To do:
1: From the article on the Ixekizumab trial for type 1 diabetes, extract the passage starting at "The primary end" and ending at "finish in 2027.".
2: Continue the article on the Ixekizumab trial for type 1 diabetes, picking up after its last sentence.

Excerpt to read:
================

Ixekizumab, sold under the trade name Taltz, blocks a specific part of the immune system called Interleukin 17 (IL-17). It has been approved since 2016 in the US and the EU as a treatment for Plaque Psoriasis and Psoriatic Arthritis in people 6 years old or older. Over 120,000 people have used it.
The researchers believe that Type 1 Diabetes and Psoriasis are similar diseases, and since Ixekizumab has been effective in treating Psoriasis, they hope it will be effective for T1D as well. This is a quote from their clinical trial registration:
Psoriasis share several aspects with T1D, e.g. the patchy inflammatory
infiltrate consisting of tissue-resident memory (TRM) T cells, leaky
blood vessels that facilitate leukocyte migration and the increased risk
for systemic conditions. Moreover, interleukin (IL)-17 has shown to be
increased in both persons with psoriasis and T1D. Activation of
IL-17/IL-22 pathway is viewed to be both a hallmark of psoriasis and
human T1D. Ixekizumab, an anti-IL17 biological agent, has shown marked
therapeutic value in the treatment of subjects with psoriasis in several
randomized trials and is currently an approved clinical therapy. Due to
the many similarities in the current view of pathogenesis and
manifestation of T1D and psoriasis it is possible that Ixekizumab can
also influence the disease process of T1D.
The Study
This study is open to adults (18-35) who are in their honeymoon phase (within 100 days of diagnosis). They plan to enroll 127 people, and the study will follow them for a year to get primary data, but then continue to follow them for an additional 3 years for extended data.
Patients will get two injections (subcutaneous, much like insulin) the first week, and then one injection every other week for 12 weeks, and then monthly injections for the rest of the year.
The primary end point is C-peptide, which measures how much insulin a person is producing. Secondary end points include insulin dosage, A1c, time spent in range, and time spent low. There are 13 other end points being measured as well.
They are recruiting in Sweden at 4 sites right now (Södra Älvsborg Hospital, Sahlgrenska University Hospital, NU-Hospital Group, and Uppsala Academic Hospital), but plan on expanding to 19. There are two contacts:
- Marcus Lind, MD, PhD +46(0)766-183142 marcus.lind@gu.se
- Shilan Seyed Ahmadi, MD shilan.seyed.ahmadi@vgregion.se
This study started in November 2022 and they hope to finish in 2027.
Clinical trial registry: https://clinicaltrials.gov/ct2/show/NCT04589325
Discussion
One question that comes up with research on commonly used drugs, like this one, is "T1D is relatively common, so if it helps, and it has been used on so many people, why hasn't anyone noticed?" There are two answers to this question:
The first answer, at least in the United States, is that there is no central database of medical records, so there is no easy way to see if this is happening, and it is unlikely any doctor would notice in their own patients. For example, if 120,000 people have used this drug in the world, then maybe 40,000 of them are in the US. If about 1 in 400 people in the US have T1D, then this drug has been used on about 100 people with T1D.

================

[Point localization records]
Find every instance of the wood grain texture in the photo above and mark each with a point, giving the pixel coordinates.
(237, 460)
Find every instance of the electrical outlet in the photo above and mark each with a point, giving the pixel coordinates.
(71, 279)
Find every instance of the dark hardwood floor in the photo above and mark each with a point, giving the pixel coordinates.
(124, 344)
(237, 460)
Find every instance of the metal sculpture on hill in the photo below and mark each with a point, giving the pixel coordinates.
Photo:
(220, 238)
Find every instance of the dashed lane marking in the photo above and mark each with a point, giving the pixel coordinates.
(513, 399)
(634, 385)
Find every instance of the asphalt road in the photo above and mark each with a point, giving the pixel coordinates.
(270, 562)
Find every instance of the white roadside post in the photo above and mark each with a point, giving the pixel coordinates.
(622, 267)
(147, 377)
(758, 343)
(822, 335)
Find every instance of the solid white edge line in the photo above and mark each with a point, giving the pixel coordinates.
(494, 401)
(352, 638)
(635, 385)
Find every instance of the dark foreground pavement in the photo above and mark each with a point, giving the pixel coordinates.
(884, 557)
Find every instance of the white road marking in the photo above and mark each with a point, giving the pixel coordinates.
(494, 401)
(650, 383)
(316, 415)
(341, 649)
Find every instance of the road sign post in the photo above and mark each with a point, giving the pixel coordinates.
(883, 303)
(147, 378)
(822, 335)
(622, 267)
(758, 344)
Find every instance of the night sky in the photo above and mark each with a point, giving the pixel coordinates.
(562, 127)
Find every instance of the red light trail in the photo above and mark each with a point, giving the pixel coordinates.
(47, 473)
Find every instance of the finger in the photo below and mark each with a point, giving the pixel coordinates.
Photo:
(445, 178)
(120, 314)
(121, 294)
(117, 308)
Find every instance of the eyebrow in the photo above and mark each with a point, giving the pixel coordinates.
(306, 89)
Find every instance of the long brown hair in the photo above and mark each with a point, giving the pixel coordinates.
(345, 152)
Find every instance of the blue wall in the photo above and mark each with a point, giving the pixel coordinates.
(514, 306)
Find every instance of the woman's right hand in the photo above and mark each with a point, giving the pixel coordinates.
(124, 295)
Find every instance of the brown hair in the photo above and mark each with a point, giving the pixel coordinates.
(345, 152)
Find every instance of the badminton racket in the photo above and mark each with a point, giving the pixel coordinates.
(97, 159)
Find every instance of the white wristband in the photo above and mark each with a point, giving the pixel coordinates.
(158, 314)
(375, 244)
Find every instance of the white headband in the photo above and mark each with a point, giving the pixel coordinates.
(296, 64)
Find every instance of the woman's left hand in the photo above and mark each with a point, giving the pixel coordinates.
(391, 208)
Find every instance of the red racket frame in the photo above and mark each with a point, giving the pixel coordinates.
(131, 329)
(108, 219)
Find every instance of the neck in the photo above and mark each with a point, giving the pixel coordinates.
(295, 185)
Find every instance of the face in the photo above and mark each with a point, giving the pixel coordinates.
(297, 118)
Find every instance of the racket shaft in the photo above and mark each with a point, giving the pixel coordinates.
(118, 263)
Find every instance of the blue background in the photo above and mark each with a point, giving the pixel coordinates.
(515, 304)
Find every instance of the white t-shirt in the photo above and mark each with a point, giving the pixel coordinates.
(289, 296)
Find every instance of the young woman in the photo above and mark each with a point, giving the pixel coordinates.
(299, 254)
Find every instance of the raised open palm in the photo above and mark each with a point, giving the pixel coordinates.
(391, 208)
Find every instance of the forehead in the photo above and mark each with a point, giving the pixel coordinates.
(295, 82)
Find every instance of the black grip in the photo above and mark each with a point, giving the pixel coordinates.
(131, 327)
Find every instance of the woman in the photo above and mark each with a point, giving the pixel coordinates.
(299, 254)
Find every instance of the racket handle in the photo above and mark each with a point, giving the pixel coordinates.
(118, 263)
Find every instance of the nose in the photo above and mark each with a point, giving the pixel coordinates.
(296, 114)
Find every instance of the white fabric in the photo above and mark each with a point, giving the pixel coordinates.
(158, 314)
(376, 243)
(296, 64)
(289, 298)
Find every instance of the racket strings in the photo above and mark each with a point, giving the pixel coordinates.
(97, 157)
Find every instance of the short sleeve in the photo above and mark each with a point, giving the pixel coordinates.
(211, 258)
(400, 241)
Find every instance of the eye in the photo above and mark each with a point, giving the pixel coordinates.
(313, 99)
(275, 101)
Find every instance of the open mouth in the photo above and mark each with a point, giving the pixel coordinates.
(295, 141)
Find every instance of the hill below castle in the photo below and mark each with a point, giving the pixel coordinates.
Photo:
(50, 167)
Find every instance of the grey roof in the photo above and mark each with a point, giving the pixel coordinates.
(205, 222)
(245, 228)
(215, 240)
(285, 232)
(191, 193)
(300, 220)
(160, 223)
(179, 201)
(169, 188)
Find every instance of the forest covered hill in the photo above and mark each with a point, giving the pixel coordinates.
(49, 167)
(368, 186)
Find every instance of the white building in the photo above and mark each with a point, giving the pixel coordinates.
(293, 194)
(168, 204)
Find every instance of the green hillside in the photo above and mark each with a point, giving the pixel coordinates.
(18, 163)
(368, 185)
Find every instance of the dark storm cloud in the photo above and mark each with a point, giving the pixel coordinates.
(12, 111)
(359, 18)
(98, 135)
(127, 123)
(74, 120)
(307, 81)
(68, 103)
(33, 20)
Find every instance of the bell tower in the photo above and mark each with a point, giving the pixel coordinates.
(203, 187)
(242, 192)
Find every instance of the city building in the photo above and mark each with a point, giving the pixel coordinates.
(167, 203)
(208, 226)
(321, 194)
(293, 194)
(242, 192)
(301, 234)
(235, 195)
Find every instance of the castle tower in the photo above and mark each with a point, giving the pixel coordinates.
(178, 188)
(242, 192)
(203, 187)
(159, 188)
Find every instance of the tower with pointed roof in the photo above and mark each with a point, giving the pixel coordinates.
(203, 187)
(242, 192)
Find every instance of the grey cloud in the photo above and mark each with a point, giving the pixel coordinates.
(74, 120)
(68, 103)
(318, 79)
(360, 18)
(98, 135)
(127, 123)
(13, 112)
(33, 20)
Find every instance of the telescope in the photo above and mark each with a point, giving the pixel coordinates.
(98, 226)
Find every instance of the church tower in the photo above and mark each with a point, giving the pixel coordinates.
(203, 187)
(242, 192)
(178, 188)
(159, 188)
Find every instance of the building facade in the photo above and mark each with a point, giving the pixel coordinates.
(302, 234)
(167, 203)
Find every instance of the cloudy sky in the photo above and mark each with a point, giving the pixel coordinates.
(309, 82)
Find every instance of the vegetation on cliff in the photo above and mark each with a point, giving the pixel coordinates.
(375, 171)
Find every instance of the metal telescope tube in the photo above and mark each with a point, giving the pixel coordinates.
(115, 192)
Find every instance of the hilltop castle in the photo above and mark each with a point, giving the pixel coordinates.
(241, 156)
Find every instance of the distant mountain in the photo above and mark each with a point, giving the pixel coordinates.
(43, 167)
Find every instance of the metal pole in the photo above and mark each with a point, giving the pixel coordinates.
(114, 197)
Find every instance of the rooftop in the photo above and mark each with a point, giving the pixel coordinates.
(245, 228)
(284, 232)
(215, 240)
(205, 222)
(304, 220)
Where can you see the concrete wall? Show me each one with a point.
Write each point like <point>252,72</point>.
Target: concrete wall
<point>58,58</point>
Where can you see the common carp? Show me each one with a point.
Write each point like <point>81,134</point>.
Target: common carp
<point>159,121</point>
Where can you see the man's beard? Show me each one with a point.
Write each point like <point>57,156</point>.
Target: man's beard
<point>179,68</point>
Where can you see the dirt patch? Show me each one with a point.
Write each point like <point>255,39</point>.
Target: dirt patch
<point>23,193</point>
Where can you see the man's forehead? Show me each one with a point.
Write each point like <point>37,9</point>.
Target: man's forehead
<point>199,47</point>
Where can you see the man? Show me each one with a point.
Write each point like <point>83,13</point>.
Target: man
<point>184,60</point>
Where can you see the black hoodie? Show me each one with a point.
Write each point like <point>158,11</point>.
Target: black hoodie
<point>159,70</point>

================

Outputs in order:
1:
The primary end point is C-peptide, which measures how much insulin a person is producing. Secondary end points include insulin dosage, A1c, time spent in range, and time spent low. There are 13 other end points being measured as well.
They are recruiting in Sweden at 4 sites right now (Södra Älvsborg Hospital, Sahlgrenska University Hospital, NU-Hospital Group, and Uppsala Academic Hospital), but plan on expanding to 19. There are two contacts:
- Marcus Lind, MD, PhD +46(0)766-183142 marcus.lind@gu.se
- Shilan Seyed Ahmadi, MD shilan.seyed.ahmadi@vgregion.se
This study started in November 2022 and they hope to finish in 2027.

2:
For an individual doctor, they are unlikely to have more than 1 patient who has T1D and is taking this medicine, so unless the results are really extreme, the doctor will see it as just the natural variability of the disease. They are unlikely to see a pattern, because they are unlikely to have even 2 patients in the same situation. After all, there are only about 100 such patients in the whole of the US.
However, there is no way to get get medical data on these 100 people, not even anonymously, and there is no way to even find out which 100 people it is. Some European countries do have these kinds of medical record databases, and they sometimes do publish this kind of research. However, their populations are much smaller, so the number of people reported on would be smaller as well.
In the last few years, we have moved, slowly, toward better medical record databases. For example, I have seen studies based on Kaiser's medical record database. Kaiser is unusual in that it is both an insurance company and a medical provider with its own hospitals, clinical, and staff. Therefore, it has the medical records, the motivation for improvement, the infrastructure, and the large scale, needed for this kind of record based research.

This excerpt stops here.